§ **Selected passage**:

There’s something comforting about arriving in a big city. There are plenty of new things to learn and discover but there is also enough that is familiar. Most people that travel prefer to experience something completely different than what they know- the more unknown, the more exciting- and big cities tend not to fall under that category. That’s how I felt about cities for a while but I’m starting to appreciate that underneath the tall buildings and the endless McDonalds, Starbucks, and other global chains, there are hidden layers of history and culture.
Plaza de Mayo
We took the advice from this website and started at Plaza de Mayo and walked down Defensa to the fair in Plaza Derrago. Plaza de Mayo is where a lot of their governmental buildings are, including Casa Rosada where people who know nothing about Argentina may know it as where Eva Perón gave her balcony speech (yea, Evita!). But the history of Casa Rosada dates a lot further back than Perón. Apparently the area was first founded in 1536 and they built a fort on the site in 1594. Now it’s the office of the president.
Feria de San Telmo
Defensa was easy to find- it’s the street where the market is. All the way from Plaza de Mayo down to Plaza Derrago were lots of cool art and souvenirs. The closer you get to the fair, the more antiques you see. Some blocks had tango music playing in stalls and people dancing. Definitely a nice intro to the city’s culture.
We watched a tango show at We Are Tango. This seemed to be a much better option than the bigger shows (although a tango show is catered for tourists, no local would ever need to go to one). It was a very intimate setting with only two other couples there. The dinner was simple – cheese platter to start and three empanadas for the main dish. After the show, we took a brief 30 minute lesson.
Teatro de Colon
This opera house opened in 1908, replacing the original theater that was built here in 1857. What this theater is known for is its perfect acoustics. They don’t use speakers or amplifiers or any of the modern acoustics we are familiar with. The horseshoe shaped auditorium gives it surround sound, the soft seats absorbs the sound, the various materials used in the building help amplify and absorb sounds, and many other things give this theater its reputation as one of the top five theaters in the world.
Cementerio de la Recoleta
This was a very interesting cemetery where many of Argentina’s elite rest. The tombs are all very extravagant. What weirded us out was that a lot of the coffins inside the tombs weren’t buried but rather just sitting in the tomb within eye site. A little creepy. The highlight here is Evita’s grave. People still come here and leave flowers.
On our second day in town, we learned that the new President was getting inaugurated into office that week. One of the first things the new president intends to do is fix Argentina’s economic situation and wipe out the “blue rate”. What is the blue rate? Like most countries, there’s an official exchange rate between the US dollar and Argentine peso set by the government (approximately $9 for 1 Peso). However, because the Argentina economy is so unstable and they had a very recent debt crisis in 2001, people don’t have faith in the currency. So Argentinians prefer to hold a more stable currency and US dollars is one of the most stable currencies in the world. The problem is, they can’t officially get US dollars from banks, so people are willing to give you more Argentine pesos to buy your US dollar. Simply put, it’s the black market rate that is widely accepted and it’s a reflection of how bad their economy is.

§ **Dataset content**:
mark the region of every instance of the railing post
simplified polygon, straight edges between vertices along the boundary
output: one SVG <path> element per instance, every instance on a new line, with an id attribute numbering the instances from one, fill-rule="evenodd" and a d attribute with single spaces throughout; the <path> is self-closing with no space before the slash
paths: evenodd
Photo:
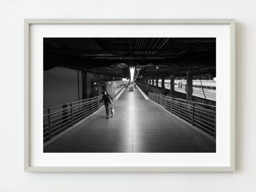
<path id="1" fill-rule="evenodd" d="M 179 117 L 180 118 L 180 101 L 179 102 Z"/>
<path id="2" fill-rule="evenodd" d="M 171 98 L 171 112 L 172 114 L 172 103 L 173 103 L 172 98 Z"/>
<path id="3" fill-rule="evenodd" d="M 86 117 L 86 106 L 85 103 L 85 100 L 84 101 L 84 118 Z"/>
<path id="4" fill-rule="evenodd" d="M 216 110 L 215 110 L 216 111 Z M 216 114 L 215 114 L 215 116 L 214 116 L 214 138 L 215 139 L 216 139 Z"/>
<path id="5" fill-rule="evenodd" d="M 166 109 L 166 98 L 164 97 L 164 108 Z"/>
<path id="6" fill-rule="evenodd" d="M 92 99 L 92 102 L 93 102 L 93 113 L 94 113 L 94 101 L 93 101 L 93 99 Z"/>
<path id="7" fill-rule="evenodd" d="M 195 113 L 195 103 L 193 103 L 193 107 L 192 107 L 192 126 L 194 125 L 194 113 Z"/>
<path id="8" fill-rule="evenodd" d="M 71 107 L 71 118 L 72 118 L 72 126 L 74 125 L 74 118 L 73 114 L 73 103 L 71 103 L 70 105 Z"/>
<path id="9" fill-rule="evenodd" d="M 51 118 L 51 110 L 49 108 L 47 109 L 48 112 L 48 122 L 49 123 L 49 140 L 52 139 L 52 122 Z"/>
<path id="10" fill-rule="evenodd" d="M 97 99 L 98 99 L 98 103 L 97 103 L 97 109 L 98 110 L 100 108 L 100 99 L 99 99 L 98 97 Z"/>

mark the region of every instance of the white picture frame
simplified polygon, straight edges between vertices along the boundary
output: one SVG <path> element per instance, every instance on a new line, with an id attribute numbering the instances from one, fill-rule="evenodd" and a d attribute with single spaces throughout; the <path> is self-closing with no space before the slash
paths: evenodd
<path id="1" fill-rule="evenodd" d="M 31 89 L 31 77 L 33 66 L 31 64 L 31 27 L 34 24 L 185 24 L 193 27 L 195 24 L 228 25 L 229 28 L 229 48 L 228 56 L 230 64 L 228 76 L 230 95 L 229 102 L 227 104 L 229 108 L 226 114 L 226 121 L 229 125 L 229 162 L 225 166 L 162 166 L 158 164 L 154 166 L 134 166 L 133 164 L 125 166 L 104 166 L 94 165 L 93 166 L 35 166 L 31 163 L 31 132 L 35 127 L 32 126 L 31 99 L 33 90 Z M 235 19 L 24 19 L 24 168 L 26 172 L 233 172 L 235 171 Z M 232 83 L 231 83 L 232 82 Z M 39 108 L 39 110 L 42 109 Z M 218 120 L 218 119 L 217 119 Z"/>

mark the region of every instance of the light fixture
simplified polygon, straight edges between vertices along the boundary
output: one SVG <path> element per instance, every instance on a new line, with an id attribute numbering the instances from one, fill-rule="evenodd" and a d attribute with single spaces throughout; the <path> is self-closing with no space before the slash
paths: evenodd
<path id="1" fill-rule="evenodd" d="M 130 74 L 131 75 L 131 82 L 133 81 L 133 78 L 134 77 L 134 70 L 135 70 L 134 66 L 130 67 Z"/>

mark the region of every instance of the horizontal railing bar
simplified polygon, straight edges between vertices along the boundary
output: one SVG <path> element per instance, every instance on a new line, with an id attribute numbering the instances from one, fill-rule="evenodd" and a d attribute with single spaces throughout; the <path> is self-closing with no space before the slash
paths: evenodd
<path id="1" fill-rule="evenodd" d="M 52 131 L 53 131 L 53 130 L 56 130 L 56 128 L 60 127 L 60 126 L 63 126 L 64 124 L 66 124 L 67 123 L 69 122 L 70 121 L 72 121 L 72 119 L 69 120 L 68 120 L 67 122 L 65 122 L 65 123 L 62 123 L 62 124 L 60 124 L 59 126 L 57 126 L 57 127 L 54 127 L 54 128 L 52 128 Z"/>
<path id="2" fill-rule="evenodd" d="M 213 126 L 215 125 L 214 123 L 211 123 L 211 122 L 208 122 L 208 121 L 207 121 L 207 120 L 206 120 L 203 119 L 201 119 L 201 118 L 199 118 L 198 116 L 195 116 L 195 118 L 199 119 L 201 119 L 201 120 L 203 120 L 203 121 L 205 122 L 207 122 L 207 123 L 208 123 L 212 124 L 213 125 Z"/>
<path id="3" fill-rule="evenodd" d="M 68 117 L 68 118 L 67 118 L 61 119 L 61 120 L 59 120 L 59 122 L 55 122 L 55 123 L 52 123 L 51 125 L 52 125 L 52 126 L 53 126 L 56 125 L 56 124 L 57 124 L 57 123 L 60 123 L 60 122 L 65 121 L 65 120 L 68 120 L 69 118 L 72 118 L 72 116 L 69 116 L 69 117 Z M 52 122 L 53 122 L 53 120 L 52 120 Z M 66 123 L 66 122 L 65 122 L 65 123 Z M 64 123 L 63 123 L 63 124 L 64 124 Z"/>
<path id="4" fill-rule="evenodd" d="M 52 135 L 53 135 L 53 134 L 55 134 L 55 133 L 56 133 L 56 132 L 59 132 L 59 131 L 61 131 L 61 130 L 63 130 L 64 128 L 66 128 L 66 127 L 68 127 L 69 126 L 70 126 L 70 125 L 72 125 L 72 123 L 69 123 L 69 124 L 67 124 L 67 125 L 66 125 L 65 127 L 63 127 L 63 128 L 61 128 L 61 129 L 59 129 L 59 130 L 57 130 L 57 131 L 56 131 L 55 132 L 53 132 L 52 134 Z"/>
<path id="5" fill-rule="evenodd" d="M 59 107 L 59 106 L 63 106 L 63 105 L 69 105 L 69 104 L 73 104 L 74 103 L 77 103 L 77 102 L 83 102 L 83 101 L 86 101 L 86 100 L 92 100 L 94 98 L 100 98 L 102 97 L 102 95 L 98 96 L 98 97 L 93 97 L 93 98 L 88 98 L 88 99 L 86 99 L 80 100 L 80 101 L 75 101 L 75 102 L 71 102 L 71 103 L 65 103 L 65 104 L 63 104 L 63 105 L 56 105 L 56 106 L 54 106 L 46 107 L 46 108 L 44 108 L 43 109 L 44 110 L 46 110 L 46 109 L 49 108 L 53 108 L 53 107 Z"/>
<path id="6" fill-rule="evenodd" d="M 203 116 L 203 117 L 204 117 L 204 118 L 207 118 L 207 119 L 210 119 L 210 120 L 215 120 L 215 118 L 209 118 L 209 117 L 208 117 L 208 116 L 204 116 L 204 115 L 202 115 L 202 114 L 198 114 L 198 113 L 197 113 L 197 112 L 194 112 L 194 114 L 196 114 L 196 115 L 198 115 Z M 210 115 L 210 114 L 209 114 L 209 115 Z M 215 117 L 215 116 L 214 116 L 214 117 Z"/>
<path id="7" fill-rule="evenodd" d="M 211 132 L 211 133 L 213 133 L 214 135 L 215 135 L 215 133 L 214 133 L 214 132 L 212 132 L 212 131 L 210 131 L 210 130 L 207 130 L 207 128 L 204 128 L 204 127 L 203 127 L 203 126 L 200 126 L 200 125 L 197 124 L 196 123 L 195 123 L 195 122 L 194 122 L 194 124 L 195 124 L 195 125 L 197 126 L 200 127 L 201 128 L 203 128 L 204 130 L 207 130 L 207 131 Z"/>
<path id="8" fill-rule="evenodd" d="M 199 120 L 197 120 L 196 119 L 194 119 L 194 121 L 197 122 L 199 123 L 202 124 L 204 126 L 205 126 L 209 127 L 209 128 L 211 128 L 212 130 L 215 130 L 215 128 L 213 128 L 213 127 L 210 127 L 210 126 L 208 126 L 208 125 L 207 125 L 206 124 L 204 124 L 204 123 L 200 122 L 199 122 Z"/>

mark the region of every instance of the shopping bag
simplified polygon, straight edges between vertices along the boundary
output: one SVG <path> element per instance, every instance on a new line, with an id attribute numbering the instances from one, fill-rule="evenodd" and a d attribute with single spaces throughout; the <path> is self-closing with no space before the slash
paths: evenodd
<path id="1" fill-rule="evenodd" d="M 113 116 L 115 114 L 115 109 L 114 108 L 114 106 L 112 106 L 110 108 L 111 115 Z"/>

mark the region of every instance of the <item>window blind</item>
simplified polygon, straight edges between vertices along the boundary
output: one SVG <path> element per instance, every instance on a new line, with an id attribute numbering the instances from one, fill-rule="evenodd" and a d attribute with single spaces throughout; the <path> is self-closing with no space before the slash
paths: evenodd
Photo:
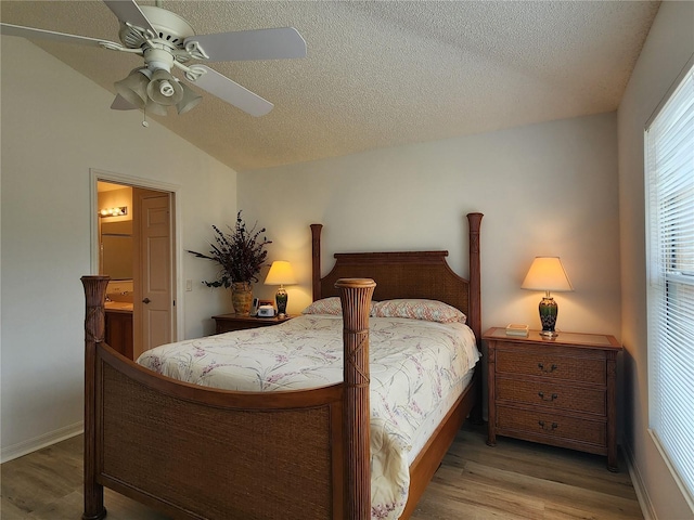
<path id="1" fill-rule="evenodd" d="M 650 428 L 694 502 L 694 68 L 645 133 Z"/>

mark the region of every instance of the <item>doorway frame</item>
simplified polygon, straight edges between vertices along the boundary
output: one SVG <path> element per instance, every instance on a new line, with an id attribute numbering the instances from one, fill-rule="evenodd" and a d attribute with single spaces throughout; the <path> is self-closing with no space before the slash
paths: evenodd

§ **Work to complete**:
1) Please retype the Buenos Aires travel post word for word, from "Feria de San" to "the city’s culture.".
2) Continue the Buenos Aires travel post, starting right after its last sentence.

§ **Written responses**:
1)
Feria de San Telmo
Defensa was easy to find- it’s the street where the market is. All the way from Plaza de Mayo down to Plaza Derrago were lots of cool art and souvenirs. The closer you get to the fair, the more antiques you see. Some blocks had tango music playing in stalls and people dancing. Definitely a nice intro to the city’s culture.

2)
One of our biggest struggles in Argentina was the exchange rate. I initially thought I’d just use Xoom but that didn’t work out at all. Requesting money is the easy part. They say your money can be ready in 30 minutes- not true. I requested money for the week, received a message a couple hours later saying that the money was ready, went a long way to a More Money location to pick it up (because few locations are open on Sunday) and was told the transaction hadn’t been processed. At this time, we didn’t have a lot of Argentine pesos on us so everything felt a bit stressful. It was also the weekend and a lot of ATMs run out of cash. So we tried to find places that took credit card.
The next day, I received an email asking for a copy of my passport and then was told I’d have to wait 24 hours to receive a notification. They never sent me one and I ended up not getting the money I needed until 4 days after we wanted it. So a 6 days worth of money with only 2 days left to spend it. Great. Now we are stuck with Argentine pesos that nobody wants.
We spoke with an American who lived in Argentina and he loves Xoom. It offers great rates and it makes sense if you plan to use it more than once. He also says some pick up locations are worse than others.
Lesson learned: order your money a few days in advance and not on a weekend.
Delta El Tigre
We took a half day trip to El Tigre, a town outside of Buenos Aires. This is where wealthy residents used to come to vacation, including the country’s seventh president, Domingo Faustino Sarmiento. (He was big on education and requested that his home in El Tigre be turned into a school after he died.) Nowadays, many Argentineans come here on the weekend to relax. It took about an hour and a half to get there by public transit. We took a bus to one of the stops along the Mitre train line and arrived in El Tigre at around 10am.
We wandered around the port area, Estacion Fluvial, and didn’t really know where to start. All we knew was that we wanted to do a one hour boat tour. The commuter boat was apparently full so we went to the tourist information booth to ask about our tour options. They gave us a list of tour operators that provided the one hour boat tour along the delta and we found the next earliest option at 11:45am. So note, there is no need to arrive before 11am.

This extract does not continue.